--- START ---

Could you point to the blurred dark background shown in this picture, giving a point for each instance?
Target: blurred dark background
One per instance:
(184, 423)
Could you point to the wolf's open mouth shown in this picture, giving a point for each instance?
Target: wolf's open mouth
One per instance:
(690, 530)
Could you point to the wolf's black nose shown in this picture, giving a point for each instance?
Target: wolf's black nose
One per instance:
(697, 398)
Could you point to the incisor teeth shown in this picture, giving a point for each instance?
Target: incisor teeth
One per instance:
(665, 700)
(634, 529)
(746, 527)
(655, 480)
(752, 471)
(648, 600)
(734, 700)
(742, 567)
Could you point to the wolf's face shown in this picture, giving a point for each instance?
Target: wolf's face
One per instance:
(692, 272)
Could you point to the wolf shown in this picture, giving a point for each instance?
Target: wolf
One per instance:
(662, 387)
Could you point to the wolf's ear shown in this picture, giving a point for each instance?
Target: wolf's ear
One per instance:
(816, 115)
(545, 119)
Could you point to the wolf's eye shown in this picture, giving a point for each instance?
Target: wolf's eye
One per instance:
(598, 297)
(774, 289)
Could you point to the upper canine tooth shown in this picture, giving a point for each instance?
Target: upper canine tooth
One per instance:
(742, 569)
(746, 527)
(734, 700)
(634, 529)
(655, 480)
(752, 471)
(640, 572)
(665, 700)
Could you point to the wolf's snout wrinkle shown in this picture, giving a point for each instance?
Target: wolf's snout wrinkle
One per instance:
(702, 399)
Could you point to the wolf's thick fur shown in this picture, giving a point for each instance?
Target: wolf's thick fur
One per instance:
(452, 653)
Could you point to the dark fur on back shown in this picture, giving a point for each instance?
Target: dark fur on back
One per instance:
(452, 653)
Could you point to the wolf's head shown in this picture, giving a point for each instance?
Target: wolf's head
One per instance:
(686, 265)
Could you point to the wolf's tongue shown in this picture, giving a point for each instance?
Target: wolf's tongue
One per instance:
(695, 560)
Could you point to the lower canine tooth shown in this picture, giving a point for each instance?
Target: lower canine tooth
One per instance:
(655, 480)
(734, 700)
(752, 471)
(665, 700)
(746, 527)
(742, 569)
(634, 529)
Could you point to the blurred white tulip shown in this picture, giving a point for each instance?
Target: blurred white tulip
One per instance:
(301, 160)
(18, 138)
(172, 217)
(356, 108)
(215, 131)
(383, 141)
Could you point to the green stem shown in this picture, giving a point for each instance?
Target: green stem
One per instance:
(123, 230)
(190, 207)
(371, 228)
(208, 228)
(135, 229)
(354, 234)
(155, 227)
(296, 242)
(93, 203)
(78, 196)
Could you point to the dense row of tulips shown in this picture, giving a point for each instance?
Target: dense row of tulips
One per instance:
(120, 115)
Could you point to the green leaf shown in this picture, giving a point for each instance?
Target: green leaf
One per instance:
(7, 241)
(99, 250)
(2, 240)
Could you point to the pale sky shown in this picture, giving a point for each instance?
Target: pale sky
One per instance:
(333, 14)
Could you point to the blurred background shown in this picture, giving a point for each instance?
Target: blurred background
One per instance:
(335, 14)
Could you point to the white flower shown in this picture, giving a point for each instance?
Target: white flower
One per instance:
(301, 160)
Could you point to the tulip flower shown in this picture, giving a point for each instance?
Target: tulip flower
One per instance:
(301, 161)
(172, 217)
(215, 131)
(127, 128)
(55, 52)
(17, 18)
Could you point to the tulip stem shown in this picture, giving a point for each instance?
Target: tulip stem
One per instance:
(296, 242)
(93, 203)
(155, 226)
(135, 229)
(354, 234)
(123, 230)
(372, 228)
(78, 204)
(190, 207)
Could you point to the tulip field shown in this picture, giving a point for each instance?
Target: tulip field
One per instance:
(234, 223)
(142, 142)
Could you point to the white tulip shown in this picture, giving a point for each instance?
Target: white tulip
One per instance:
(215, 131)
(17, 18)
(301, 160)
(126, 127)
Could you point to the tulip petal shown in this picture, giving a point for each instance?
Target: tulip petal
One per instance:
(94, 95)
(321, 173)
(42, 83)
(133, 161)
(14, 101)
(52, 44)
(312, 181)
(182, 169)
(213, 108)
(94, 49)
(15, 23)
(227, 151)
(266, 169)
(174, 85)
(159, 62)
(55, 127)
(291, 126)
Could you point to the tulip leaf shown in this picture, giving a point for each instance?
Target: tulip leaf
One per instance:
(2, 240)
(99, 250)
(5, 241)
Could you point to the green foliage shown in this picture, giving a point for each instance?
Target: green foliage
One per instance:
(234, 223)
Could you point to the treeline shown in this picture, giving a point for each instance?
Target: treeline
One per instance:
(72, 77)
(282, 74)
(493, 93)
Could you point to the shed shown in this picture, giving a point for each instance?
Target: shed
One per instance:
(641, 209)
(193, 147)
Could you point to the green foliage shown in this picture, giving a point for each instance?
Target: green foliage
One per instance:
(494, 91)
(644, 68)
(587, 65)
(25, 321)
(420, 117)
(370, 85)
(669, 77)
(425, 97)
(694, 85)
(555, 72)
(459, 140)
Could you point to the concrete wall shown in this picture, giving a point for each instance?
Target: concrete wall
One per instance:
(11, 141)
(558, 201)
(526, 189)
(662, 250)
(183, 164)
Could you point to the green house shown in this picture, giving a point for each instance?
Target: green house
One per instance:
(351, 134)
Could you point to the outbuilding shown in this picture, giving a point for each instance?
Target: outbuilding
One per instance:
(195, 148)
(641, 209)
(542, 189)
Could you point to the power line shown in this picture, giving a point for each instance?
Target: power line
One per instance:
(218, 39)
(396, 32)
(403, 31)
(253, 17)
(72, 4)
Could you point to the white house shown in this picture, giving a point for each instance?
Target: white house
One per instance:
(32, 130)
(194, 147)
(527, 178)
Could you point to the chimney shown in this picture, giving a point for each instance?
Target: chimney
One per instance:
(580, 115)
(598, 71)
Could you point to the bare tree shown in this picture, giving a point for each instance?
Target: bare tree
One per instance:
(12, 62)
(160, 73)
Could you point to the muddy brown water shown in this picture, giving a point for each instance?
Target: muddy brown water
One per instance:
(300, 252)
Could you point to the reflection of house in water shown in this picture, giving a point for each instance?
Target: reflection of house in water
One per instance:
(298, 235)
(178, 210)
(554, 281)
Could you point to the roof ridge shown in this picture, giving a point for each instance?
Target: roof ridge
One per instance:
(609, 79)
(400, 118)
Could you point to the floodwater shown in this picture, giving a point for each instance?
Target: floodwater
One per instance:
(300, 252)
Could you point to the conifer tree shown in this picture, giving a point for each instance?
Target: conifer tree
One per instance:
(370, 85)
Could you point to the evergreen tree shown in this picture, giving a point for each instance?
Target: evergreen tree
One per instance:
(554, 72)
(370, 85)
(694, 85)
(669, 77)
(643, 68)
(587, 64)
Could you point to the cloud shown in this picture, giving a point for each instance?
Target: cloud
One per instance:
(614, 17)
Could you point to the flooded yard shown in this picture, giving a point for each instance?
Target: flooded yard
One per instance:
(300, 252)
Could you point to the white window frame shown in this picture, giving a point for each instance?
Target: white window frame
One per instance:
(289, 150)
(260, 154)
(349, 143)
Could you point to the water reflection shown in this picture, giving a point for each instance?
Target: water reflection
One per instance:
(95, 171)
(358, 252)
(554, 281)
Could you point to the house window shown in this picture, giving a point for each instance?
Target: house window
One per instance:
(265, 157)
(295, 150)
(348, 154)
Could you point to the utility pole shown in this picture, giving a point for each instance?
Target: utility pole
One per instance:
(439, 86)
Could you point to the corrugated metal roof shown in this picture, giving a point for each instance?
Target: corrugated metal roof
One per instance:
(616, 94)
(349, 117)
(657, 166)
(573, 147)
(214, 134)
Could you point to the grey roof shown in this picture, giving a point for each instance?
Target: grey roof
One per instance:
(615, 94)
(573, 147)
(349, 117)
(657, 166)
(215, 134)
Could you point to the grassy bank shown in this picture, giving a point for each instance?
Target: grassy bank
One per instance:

--- END ---

__About this exercise__
Transcribe nothing except the lines from the one with "Could you point to the flooded" through the end of the data above, each exactly as it appears.

__Result of the exercise__
Could you point to the flooded yard shown in this picture, giving a point for each instance?
Target: flooded yard
One per instance:
(300, 252)
Could you point to the white window frame shown in this picture, giving a point for each instance?
Target: white window frame
One per instance:
(289, 150)
(260, 154)
(349, 143)
Could you point to the water reflection shown in this picture, giving a point for each instance?
Target: water reflection
One per instance:
(95, 171)
(358, 252)
(554, 281)
Could you point to the house window shown in this picture, giving a point for each instance?
Target: house window
One per instance:
(265, 157)
(295, 150)
(348, 154)
Could you point to the utility pole shown in this picture, giving a point for each instance?
Target: utility pole
One per instance:
(439, 86)
Could you point to the corrugated metal roof shown in this picture, giving a point for each instance?
Target: corrugated metal roof
One per instance:
(616, 94)
(349, 117)
(657, 166)
(573, 147)
(214, 134)
Could you point to the grey roof shown in this picture, giving a point for each instance?
Target: grey roof
One per instance:
(615, 94)
(573, 147)
(349, 117)
(657, 166)
(215, 134)
Could you point to the grassy bank shown in this picture, giving a point for each instance?
Target: grassy bank
One per instance:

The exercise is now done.